Reproduce word for word everything in the records below, from the line containing "Q: For every instance of the blue" through the end of the records.

____ Information provided

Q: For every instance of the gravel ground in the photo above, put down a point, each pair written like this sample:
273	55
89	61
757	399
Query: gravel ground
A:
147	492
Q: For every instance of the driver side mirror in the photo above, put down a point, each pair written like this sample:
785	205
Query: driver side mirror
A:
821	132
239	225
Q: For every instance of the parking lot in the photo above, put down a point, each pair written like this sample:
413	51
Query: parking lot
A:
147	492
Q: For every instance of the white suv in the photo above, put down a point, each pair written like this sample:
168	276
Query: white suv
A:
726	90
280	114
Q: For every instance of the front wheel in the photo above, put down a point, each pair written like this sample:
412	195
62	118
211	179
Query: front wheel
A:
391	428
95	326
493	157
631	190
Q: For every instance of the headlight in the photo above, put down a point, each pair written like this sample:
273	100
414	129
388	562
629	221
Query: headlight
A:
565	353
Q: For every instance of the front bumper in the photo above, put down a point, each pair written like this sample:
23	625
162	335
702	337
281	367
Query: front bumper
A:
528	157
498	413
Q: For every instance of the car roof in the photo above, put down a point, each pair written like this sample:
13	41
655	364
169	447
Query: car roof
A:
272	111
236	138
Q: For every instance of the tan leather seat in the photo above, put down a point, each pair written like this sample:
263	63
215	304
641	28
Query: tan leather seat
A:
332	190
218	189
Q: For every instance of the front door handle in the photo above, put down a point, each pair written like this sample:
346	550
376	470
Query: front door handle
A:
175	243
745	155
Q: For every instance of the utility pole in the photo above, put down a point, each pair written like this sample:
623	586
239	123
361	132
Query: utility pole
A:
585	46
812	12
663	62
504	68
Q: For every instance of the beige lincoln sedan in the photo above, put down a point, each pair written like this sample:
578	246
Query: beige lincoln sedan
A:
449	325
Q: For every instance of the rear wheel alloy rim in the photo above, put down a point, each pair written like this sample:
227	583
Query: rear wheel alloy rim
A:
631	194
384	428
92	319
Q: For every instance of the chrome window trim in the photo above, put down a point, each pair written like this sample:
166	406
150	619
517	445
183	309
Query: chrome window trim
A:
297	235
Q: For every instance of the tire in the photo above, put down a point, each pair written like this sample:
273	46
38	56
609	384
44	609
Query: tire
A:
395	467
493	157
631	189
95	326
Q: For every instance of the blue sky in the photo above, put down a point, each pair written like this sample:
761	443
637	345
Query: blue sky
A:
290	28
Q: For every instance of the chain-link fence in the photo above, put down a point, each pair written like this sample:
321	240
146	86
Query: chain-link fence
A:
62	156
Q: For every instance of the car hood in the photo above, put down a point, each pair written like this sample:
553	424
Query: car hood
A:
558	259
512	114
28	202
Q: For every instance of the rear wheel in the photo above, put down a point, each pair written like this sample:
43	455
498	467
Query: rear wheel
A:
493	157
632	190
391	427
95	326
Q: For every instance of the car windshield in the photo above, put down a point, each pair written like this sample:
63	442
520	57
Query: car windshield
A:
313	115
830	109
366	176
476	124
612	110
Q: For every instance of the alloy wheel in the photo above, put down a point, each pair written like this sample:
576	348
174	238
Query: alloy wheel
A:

________

In response —
Q: For every instance of the blue sky in the photo above, put down a point, each pair written like this sample:
761	443
637	345
Query: blue sky
A:
290	28
Q: For every instance of the chain-link fence in the photo above, put down a point, each pair written like this sample:
321	240
146	86
Query: chain-link fence
A:
62	156
Q: For every instance of the car hood in the photo above, put down a point, each pair written like this sample:
553	424
Query: car hood
A:
558	259
512	114
28	202
Q: For every instance of the rear wheel in the photo above, put down a point, each pair written like this sample:
43	455
498	467
Query: rear wheel
A:
493	157
632	190
391	427
95	326
Q: For every instance of the car windshield in the photo above, put down a point, each pair written like this sample:
63	442
520	57
Query: car windshield
A:
313	115
830	109
366	176
476	124
612	110
Q: For every instance of the alloy wheel in the photo above, put down a point, each pair written like this sample:
576	348
174	238
Query: alloy wheel
A:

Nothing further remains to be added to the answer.